_THE TASKS_
1. Answer each of these questions from the survey text on casting zero to a null pointer, one line per answer, marked as the questions are:
(a) How many responses said "yes" to whether it will work in normal C compilers, and what percentage was that?
(b) How many responses said "no, that would be crazy" to whether real code relies on it?
(c) According to Richard Smith, why do some embedded compilers use a non-zero null pointer?
2. Translate this sentence from the survey text on casting zero to a null pointer into Spanish: "Some embedded compilers use a non-zero null pointer so they can point it at unaddressable memory, when the zero page is addressable."

With -no-strict-aliasing it seems clear it that it should be allowed.
Can you make a null pointer by casting from an expression that isn't a constant but that evaluates to 0?
Will that work in normal C compilers?
a) yes : 178 (56%)
b) only sometimes : 38 (12%)
c) no : 22 ( 6%)
d) don't know : 67 (21%)
e) I don't know what the question is asking : 11 ( 3%)
f) no response : 7
Do you know of real code that relies on it?
yes : 56 (18%)
yes, but it shouldn't : 21 ( 6%)
no, but there might well be : 113 (37%)
no, that would be crazy : 63 (20%)
don't know : 50 (16%)
no response : 20
This is very often assumed to work. The only exception seems to be some (unidentified) embedded systems.
NULL was until maybe C99 or so only conventionally zero, and on some embedded platforms it in practice had a nonzero value. I have not seen this in a very long time. (Ethan Blanton)
Some embedded compilers use a non-zero null pointer so they can point it at unaddressable memory, when the zero page is addressable. (Richard Smith)
WRT GCC:
A "mainstream C" semantics should permit it.

_MATERIAL_
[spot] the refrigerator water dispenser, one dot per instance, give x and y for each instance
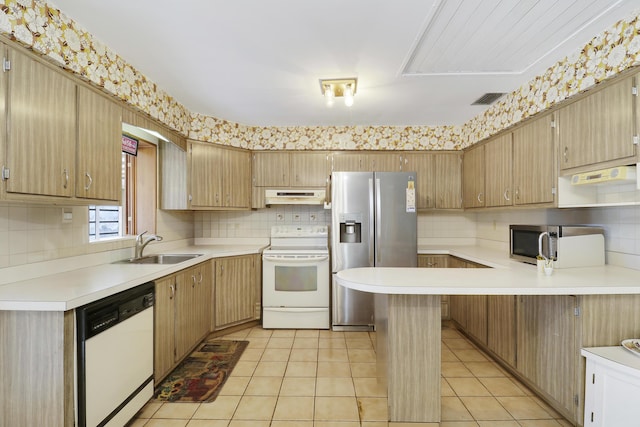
(350, 232)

_SET OF ANSWERS_
1.
(a) 178 responses, or 56%.
(b) 63 responses (20%).
(c) So they can point it at unaddressable memory when the zero page is addressable.

2. Algunos compiladores para sistemas embebidos usan un puntero nulo distinto de cero para poder hacerlo apuntar a memoria no direccionable, cuando la página cero es direccionable.